▶ _Text excerpt_
⟨
As at 23 February 2010 (the latest practicable date prior to publication of this letter), there were warrants and options over 9,787,988 ordinary shares in the capital of the Company representing 1.93% of the Company's issued ordinary share capital (excluding treasury shares). If the authority to purchase the Company's ordinary shares was exercised in full, these warrants and options would represent 2.14% of the issued ordinary share capital of the Company (excluding treasury shares).

 

Political donations (Resolution 12)

Resolution 12 deals with political donations. Under the 2006 Act, political donations to any political parties, independent election candidates or political organisations or the incurring of political expenditure are prohibited unless authorised by shareholders in advance. What constitutes a political donation, a political party, a political organisation, or political expenditure is not easy to decide, as the legislation is capable of wide interpretation. Sponsorship, subscriptions, payment of expenses, paid leave for employees fulfilling public duties, and support for bodies representing the business community in policy review or reform, may fall within this.

 

Therefore, notwithstanding that the Company has not made a political donation in the past, and has no present intention of making any political donation or incurring any political expenditure in respect of any political party, political organisation or independent election candidate, the Board has decided to put forward Resolution 12 to renew the authority granted by shareholders at the last AGM of the Company. This will allow the Company to continue to support the community and put forward its views to wider business and Government interests without running the risk of being in breach of the law. As permitted under the 2006 Act, Resolution 12 also covers any political donations made, or political expenditure incurred, by any subsidiaries of the Company.
⟩
▶ _Material shown_
⟨
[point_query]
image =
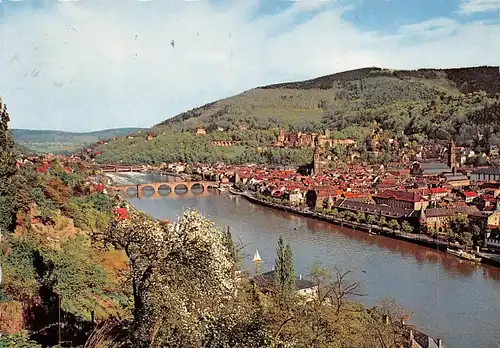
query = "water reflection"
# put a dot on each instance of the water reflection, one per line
(452, 299)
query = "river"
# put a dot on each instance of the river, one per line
(450, 298)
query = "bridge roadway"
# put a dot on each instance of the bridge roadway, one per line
(156, 186)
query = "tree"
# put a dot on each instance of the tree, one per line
(230, 244)
(183, 282)
(466, 239)
(393, 225)
(382, 221)
(284, 276)
(406, 227)
(7, 173)
(371, 219)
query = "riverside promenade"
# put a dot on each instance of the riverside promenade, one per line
(419, 239)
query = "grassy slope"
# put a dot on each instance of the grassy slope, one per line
(56, 141)
(301, 104)
(428, 102)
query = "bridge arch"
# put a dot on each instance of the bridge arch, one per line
(198, 186)
(131, 191)
(181, 186)
(148, 190)
(164, 189)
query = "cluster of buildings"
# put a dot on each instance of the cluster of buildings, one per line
(425, 194)
(294, 139)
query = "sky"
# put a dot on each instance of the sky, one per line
(87, 65)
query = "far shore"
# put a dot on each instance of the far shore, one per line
(422, 240)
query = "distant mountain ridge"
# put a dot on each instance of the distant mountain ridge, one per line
(53, 140)
(413, 106)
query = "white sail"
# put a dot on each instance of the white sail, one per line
(256, 257)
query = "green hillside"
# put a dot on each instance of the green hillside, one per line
(57, 141)
(416, 106)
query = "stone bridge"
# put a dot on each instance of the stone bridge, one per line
(225, 143)
(121, 169)
(139, 189)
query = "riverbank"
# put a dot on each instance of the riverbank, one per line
(372, 229)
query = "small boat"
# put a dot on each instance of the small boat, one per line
(256, 257)
(463, 255)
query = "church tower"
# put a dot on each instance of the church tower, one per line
(452, 155)
(316, 157)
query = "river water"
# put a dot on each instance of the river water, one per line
(450, 298)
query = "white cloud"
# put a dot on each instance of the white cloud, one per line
(468, 7)
(93, 73)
⟩
▶ _Exercise set_
1. According to the letter excerpt, what percentage of the Company's issued ordinary share capital (excluding treasury shares) did the warrants and options represent as at 23 February 2010?
2. Write out the stretch of the letter excerpt from "Therefore, notwithstanding that" through "subsidiaries of the Company.".

▶ _Full answers_
1. 1.93%

2.
Therefore, notwithstanding that the Company has not made a political donation in the past, and has no present intention of making any political donation or incurring any political expenditure in respect of any political party, political organisation or independent election candidate, the Board has decided to put forward Resolution 12 to renew the authority granted by shareholders at the last AGM of the Company. This will allow the Company to continue to support the community and put forward its views to wider business and Government interests without running the risk of being in breach of the law. As permitted under the 2006 Act, Resolution 12 also covers any political donations made, or political expenditure incurred, by any subsidiaries of the Company.